(To be done):
Quote all of the data below word for word, but leave the pictures out.

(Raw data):
....

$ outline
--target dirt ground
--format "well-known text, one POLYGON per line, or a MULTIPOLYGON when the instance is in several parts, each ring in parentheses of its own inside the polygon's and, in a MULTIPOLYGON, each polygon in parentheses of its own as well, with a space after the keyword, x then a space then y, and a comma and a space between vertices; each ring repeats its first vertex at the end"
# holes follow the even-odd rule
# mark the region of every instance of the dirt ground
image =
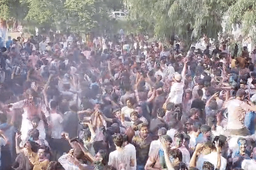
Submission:
MULTIPOLYGON (((21 33, 20 32, 9 32, 7 33, 7 37, 8 36, 10 36, 12 37, 12 39, 13 38, 16 39, 18 37, 21 37, 21 33)), ((30 35, 27 33, 25 33, 24 34, 24 37, 25 38, 29 38, 30 37, 30 35)))

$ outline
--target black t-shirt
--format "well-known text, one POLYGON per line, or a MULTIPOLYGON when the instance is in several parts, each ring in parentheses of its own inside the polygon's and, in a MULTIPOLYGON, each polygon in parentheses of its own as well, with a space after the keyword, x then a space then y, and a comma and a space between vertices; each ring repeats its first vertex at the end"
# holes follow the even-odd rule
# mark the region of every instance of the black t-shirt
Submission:
POLYGON ((199 99, 195 99, 192 102, 191 108, 196 108, 198 109, 202 112, 205 107, 205 103, 204 101, 199 99))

....

(Solution to this exercise):
$ outline
--target dirt ground
--format "well-known text, one POLYGON per line, or a MULTIPOLYGON when the instance is in several parts, each ring in parentheses of its own inside the polygon's and, in a MULTIPOLYGON, each polygon in parentheses of its own as well, with a space after the keyword, x then a space then y, and a comma and a space between vertices; each ring repeats its first vertex at the end"
# holes follow the even-odd rule
# mark the region of every instance of the dirt ground
image =
Submission:
MULTIPOLYGON (((21 33, 20 32, 9 32, 7 33, 7 37, 8 36, 10 36, 12 37, 12 39, 13 38, 16 39, 18 37, 21 37, 21 33)), ((30 35, 27 33, 25 33, 24 34, 24 37, 25 38, 29 38, 30 37, 30 35)))

$ outline
--target black t-shirt
--format "well-known text, one POLYGON per line, or a MULTIPOLYGON when the instance is in several parts, each ring in parentheses of its own inside the polygon's and, in a MULTIPOLYGON, each polygon in parentheses of its own as well, with a space after the keyword, x then a space then y, and a comma and a space between vertices; each ring repeats its first vertex at the end"
# holes follow the even-odd rule
# mark the region of every instance of the black t-shirt
Submission:
POLYGON ((199 99, 195 99, 192 102, 191 108, 196 108, 198 109, 202 112, 205 107, 205 103, 204 101, 199 99))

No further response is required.